Goal:
Return each line of the material verbatim.
* start *
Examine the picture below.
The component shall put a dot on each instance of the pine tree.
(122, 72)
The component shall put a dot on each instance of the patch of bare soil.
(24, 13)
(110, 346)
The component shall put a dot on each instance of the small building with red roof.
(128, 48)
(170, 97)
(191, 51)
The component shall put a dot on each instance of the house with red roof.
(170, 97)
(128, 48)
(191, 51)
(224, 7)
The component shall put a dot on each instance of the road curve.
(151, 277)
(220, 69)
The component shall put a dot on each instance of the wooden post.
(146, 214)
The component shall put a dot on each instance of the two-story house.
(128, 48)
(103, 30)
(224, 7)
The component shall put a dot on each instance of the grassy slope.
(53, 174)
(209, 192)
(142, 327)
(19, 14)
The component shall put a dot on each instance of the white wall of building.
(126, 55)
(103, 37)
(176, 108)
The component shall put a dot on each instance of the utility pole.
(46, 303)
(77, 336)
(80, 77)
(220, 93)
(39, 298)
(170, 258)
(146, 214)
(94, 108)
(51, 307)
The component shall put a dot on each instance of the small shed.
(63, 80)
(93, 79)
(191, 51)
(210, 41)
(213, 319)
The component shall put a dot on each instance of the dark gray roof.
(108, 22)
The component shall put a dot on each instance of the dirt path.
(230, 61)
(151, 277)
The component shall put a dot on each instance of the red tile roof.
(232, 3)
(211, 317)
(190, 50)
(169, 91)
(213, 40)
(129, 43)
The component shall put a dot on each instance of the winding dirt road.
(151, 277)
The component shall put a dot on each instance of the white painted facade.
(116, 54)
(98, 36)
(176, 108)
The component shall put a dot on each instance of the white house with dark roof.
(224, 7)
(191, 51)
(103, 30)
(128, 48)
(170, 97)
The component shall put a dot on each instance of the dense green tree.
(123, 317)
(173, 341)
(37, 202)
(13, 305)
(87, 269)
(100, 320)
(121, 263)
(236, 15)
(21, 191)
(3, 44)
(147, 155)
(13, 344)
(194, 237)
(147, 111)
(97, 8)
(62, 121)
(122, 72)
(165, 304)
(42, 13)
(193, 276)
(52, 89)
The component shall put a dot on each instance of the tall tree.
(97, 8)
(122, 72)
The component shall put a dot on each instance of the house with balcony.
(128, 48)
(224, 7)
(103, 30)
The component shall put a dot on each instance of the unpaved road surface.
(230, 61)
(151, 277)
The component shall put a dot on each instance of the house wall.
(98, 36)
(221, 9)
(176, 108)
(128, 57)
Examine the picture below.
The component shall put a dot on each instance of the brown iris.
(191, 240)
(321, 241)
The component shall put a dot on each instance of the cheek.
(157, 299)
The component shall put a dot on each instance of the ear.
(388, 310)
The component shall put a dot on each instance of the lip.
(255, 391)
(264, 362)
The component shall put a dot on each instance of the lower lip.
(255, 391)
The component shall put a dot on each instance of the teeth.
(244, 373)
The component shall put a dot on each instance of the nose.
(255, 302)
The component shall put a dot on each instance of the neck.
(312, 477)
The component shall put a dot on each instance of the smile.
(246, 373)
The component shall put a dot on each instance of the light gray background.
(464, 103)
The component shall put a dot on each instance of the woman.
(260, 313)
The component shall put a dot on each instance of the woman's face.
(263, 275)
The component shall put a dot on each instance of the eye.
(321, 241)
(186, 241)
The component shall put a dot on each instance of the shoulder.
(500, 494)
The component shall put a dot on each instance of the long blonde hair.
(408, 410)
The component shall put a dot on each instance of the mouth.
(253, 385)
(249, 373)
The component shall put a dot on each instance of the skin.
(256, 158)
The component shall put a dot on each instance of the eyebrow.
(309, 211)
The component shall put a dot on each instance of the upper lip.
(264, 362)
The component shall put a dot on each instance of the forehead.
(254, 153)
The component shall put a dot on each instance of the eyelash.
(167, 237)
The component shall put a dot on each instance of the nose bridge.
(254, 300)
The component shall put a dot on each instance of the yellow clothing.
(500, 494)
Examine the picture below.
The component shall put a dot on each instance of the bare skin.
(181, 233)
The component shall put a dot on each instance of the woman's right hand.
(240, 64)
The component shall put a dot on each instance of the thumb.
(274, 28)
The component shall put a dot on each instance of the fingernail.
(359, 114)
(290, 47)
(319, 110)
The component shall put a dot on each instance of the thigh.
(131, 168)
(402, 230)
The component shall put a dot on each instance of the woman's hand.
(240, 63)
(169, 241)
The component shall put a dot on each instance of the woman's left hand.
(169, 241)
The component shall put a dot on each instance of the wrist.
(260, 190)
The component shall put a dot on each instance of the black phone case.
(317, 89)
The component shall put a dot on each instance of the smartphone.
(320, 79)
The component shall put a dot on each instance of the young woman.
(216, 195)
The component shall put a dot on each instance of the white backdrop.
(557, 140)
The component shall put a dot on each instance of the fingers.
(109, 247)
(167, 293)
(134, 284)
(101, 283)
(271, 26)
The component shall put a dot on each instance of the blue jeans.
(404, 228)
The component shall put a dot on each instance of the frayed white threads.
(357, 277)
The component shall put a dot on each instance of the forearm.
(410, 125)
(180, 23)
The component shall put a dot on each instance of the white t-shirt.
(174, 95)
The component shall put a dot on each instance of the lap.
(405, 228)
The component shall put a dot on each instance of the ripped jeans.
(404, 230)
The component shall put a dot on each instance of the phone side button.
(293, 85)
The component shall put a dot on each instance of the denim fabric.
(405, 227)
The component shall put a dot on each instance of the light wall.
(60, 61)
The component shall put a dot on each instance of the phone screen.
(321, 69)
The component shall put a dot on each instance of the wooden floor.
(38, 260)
* end *
Solution to this task:
Examine the picture below.
The component shall put a dot on each instance of the pine tree.
(122, 72)
The component shall put a dot on each instance of the patch of bare soil.
(24, 13)
(110, 346)
The component shall put a dot on each instance of the small building with red roof.
(128, 48)
(170, 97)
(191, 51)
The component shall put a dot on each instance of the house with red roof.
(170, 97)
(128, 48)
(191, 51)
(224, 7)
The component shall put a dot on each instance of the road curve.
(151, 277)
(220, 69)
The component shall put a dot on each instance of the wooden post.
(146, 214)
The component shall put a dot on each instance of the two-story house.
(128, 48)
(103, 30)
(224, 7)
The component shall put a dot on each instance of the grassy slope.
(53, 174)
(209, 192)
(142, 327)
(19, 14)
The component shall put a dot on each instance of the white wall of building.
(126, 55)
(103, 37)
(176, 108)
The component shall put a dot on each instance of the utility pole.
(46, 303)
(77, 336)
(80, 77)
(220, 93)
(39, 298)
(170, 258)
(146, 214)
(94, 108)
(51, 307)
The component shall put a dot on each instance of the small shed.
(63, 80)
(93, 79)
(191, 51)
(210, 41)
(213, 319)
The component shall put a dot on each instance of the dark gray roof.
(108, 22)
The component shall put a dot on each instance of the dirt path.
(230, 61)
(151, 277)
The component shall put a dot on each instance of the red tile roof.
(232, 3)
(211, 317)
(190, 50)
(169, 91)
(213, 40)
(129, 43)
The component shall put a dot on each instance of the winding dirt road.
(151, 277)
The component shall put a dot on each instance of the white painted facade.
(116, 54)
(98, 36)
(176, 108)
The component shall put a dot on each instance of the white house with dark roof.
(224, 7)
(191, 51)
(103, 30)
(128, 48)
(170, 97)
The component shall put a dot on each instance of the dense green tree.
(123, 317)
(173, 341)
(37, 202)
(13, 305)
(87, 269)
(100, 320)
(121, 263)
(236, 15)
(21, 191)
(3, 44)
(147, 155)
(13, 344)
(194, 237)
(147, 111)
(97, 8)
(62, 121)
(122, 72)
(165, 304)
(42, 13)
(193, 276)
(52, 89)
The component shall put a dot on each instance of the tall tree.
(97, 8)
(122, 72)
The component shall put a dot on each instance of the house with balcony.
(128, 48)
(224, 7)
(103, 30)
The component shall put a dot on each instance of the unpaved road surface.
(230, 61)
(151, 277)
The component shall put a dot on each instance of the house wall.
(98, 36)
(221, 9)
(176, 108)
(128, 57)
Examine the picture below.
The component shall put a dot on each instance of the brown iris.
(191, 240)
(321, 241)
The component shall put a dot on each instance of the cheek.
(157, 299)
The component shall put a dot on each instance of the ear.
(388, 310)
The component shall put a dot on each instance of the lip.
(255, 391)
(264, 362)
The component shall put a dot on each instance of the lower lip.
(255, 391)
The component shall put a dot on each instance of the teeth.
(244, 373)
The component shall put a dot on each instance of the nose.
(255, 302)
The component shall put a dot on each instance of the neck.
(312, 477)
The component shall put a dot on each instance of the smile.
(246, 373)
The component shall put a dot on each instance of the light gray background.
(464, 103)
The component shall put a dot on each instance of the woman.
(260, 313)
The component shall put a dot on each instance of the woman's face.
(263, 275)
The component shall put a dot on each instance of the eye.
(321, 241)
(186, 241)
The component shall put a dot on each instance of the shoulder.
(500, 494)
The component shall put a dot on each instance of the long blonde hair.
(408, 410)
The component shall put a dot on each instance of the mouth.
(253, 385)
(249, 373)
The component shall put a dot on each instance of the skin.
(256, 158)
The component shall put a dot on each instance of the eyebrow.
(309, 211)
The component shall put a dot on each instance of the upper lip.
(264, 362)
The component shall put a dot on each instance of the forehead.
(254, 153)
The component shall put a dot on each instance of the eyelash.
(167, 237)
The component shall put a dot on each instance of the nose bridge.
(254, 300)
The component shall put a dot on each instance of the yellow clothing.
(500, 494)
Examine the picture below.
The component shall put a dot on each instance of the bare skin.
(181, 233)
The component shall put a dot on each instance of the woman's right hand.
(240, 64)
The component shall put a dot on each instance of the thumb.
(274, 28)
The component shall put a dot on each instance of the fingernail.
(359, 114)
(290, 47)
(319, 110)
The component shall put a dot on each instance of the thigh.
(131, 168)
(402, 230)
The component shall put a dot on each instance of the woman's hand.
(240, 63)
(169, 241)
The component shall put a dot on each instance of the woman's left hand.
(169, 241)
The component shall put a dot on each instance of the wrist.
(260, 190)
The component shall put a dot on each instance of the black phone case.
(317, 89)
The component shall put a dot on each instance of the smartphone.
(320, 79)
The component shall put a dot on each instance of the young woman.
(216, 195)
The component shall put a dot on each instance of the white backdrop.
(557, 140)
The component shall put a dot on each instance of the fingers.
(109, 247)
(167, 293)
(134, 284)
(101, 283)
(271, 26)
The component shall put a dot on each instance of the blue jeans.
(404, 228)
The component shall put a dot on each instance of the frayed white threads.
(357, 277)
The component shall put a dot on each instance of the forearm.
(410, 125)
(180, 23)
The component shall put a dot on each instance of the white t-shirt.
(174, 95)
The component shall put a dot on each instance of the lap.
(405, 228)
The component shall put a dot on each instance of the ripped jeans.
(404, 230)
The component shall put a dot on each instance of the phone side button.
(293, 85)
The component shall put a dot on each instance of the denim fabric.
(405, 227)
The component shall put a dot on each instance of the light wall.
(60, 61)
The component shall put a dot on each instance of the phone screen.
(321, 69)
The component shall put a dot on each instance of the wooden floor.
(38, 260)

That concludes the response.